### Do this:
Nothing should be left out: output all of the entries exactly.

%%

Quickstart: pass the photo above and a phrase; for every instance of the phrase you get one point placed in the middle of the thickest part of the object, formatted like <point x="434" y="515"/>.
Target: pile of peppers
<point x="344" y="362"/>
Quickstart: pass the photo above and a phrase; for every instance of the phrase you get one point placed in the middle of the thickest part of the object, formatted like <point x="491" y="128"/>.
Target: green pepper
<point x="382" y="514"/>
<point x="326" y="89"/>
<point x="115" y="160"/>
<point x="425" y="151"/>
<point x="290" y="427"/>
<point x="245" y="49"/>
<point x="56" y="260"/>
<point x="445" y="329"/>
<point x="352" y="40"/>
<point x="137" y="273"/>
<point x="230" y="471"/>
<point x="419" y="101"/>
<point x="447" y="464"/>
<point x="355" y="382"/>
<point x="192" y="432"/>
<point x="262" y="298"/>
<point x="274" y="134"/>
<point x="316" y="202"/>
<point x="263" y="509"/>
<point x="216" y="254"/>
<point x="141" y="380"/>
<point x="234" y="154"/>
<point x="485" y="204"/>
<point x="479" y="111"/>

%%

### Final answer:
Quickstart: pass the photo above and a phrase; for every instance of the phrase you get one point placed in the middle of the thickest part of the object, formatted like <point x="434" y="515"/>.
Target: pile of peppers
<point x="344" y="362"/>
Quickstart: pass the photo above and a phrase; for every instance of the phrase you get one point placed in the middle of the thickest part of the object, formatted like <point x="491" y="128"/>.
Target: green pepper
<point x="382" y="514"/>
<point x="326" y="89"/>
<point x="115" y="160"/>
<point x="425" y="151"/>
<point x="290" y="427"/>
<point x="245" y="49"/>
<point x="56" y="260"/>
<point x="445" y="329"/>
<point x="352" y="40"/>
<point x="137" y="273"/>
<point x="230" y="471"/>
<point x="419" y="101"/>
<point x="447" y="464"/>
<point x="355" y="382"/>
<point x="192" y="432"/>
<point x="262" y="298"/>
<point x="274" y="134"/>
<point x="316" y="202"/>
<point x="263" y="509"/>
<point x="216" y="254"/>
<point x="141" y="380"/>
<point x="234" y="154"/>
<point x="485" y="204"/>
<point x="479" y="111"/>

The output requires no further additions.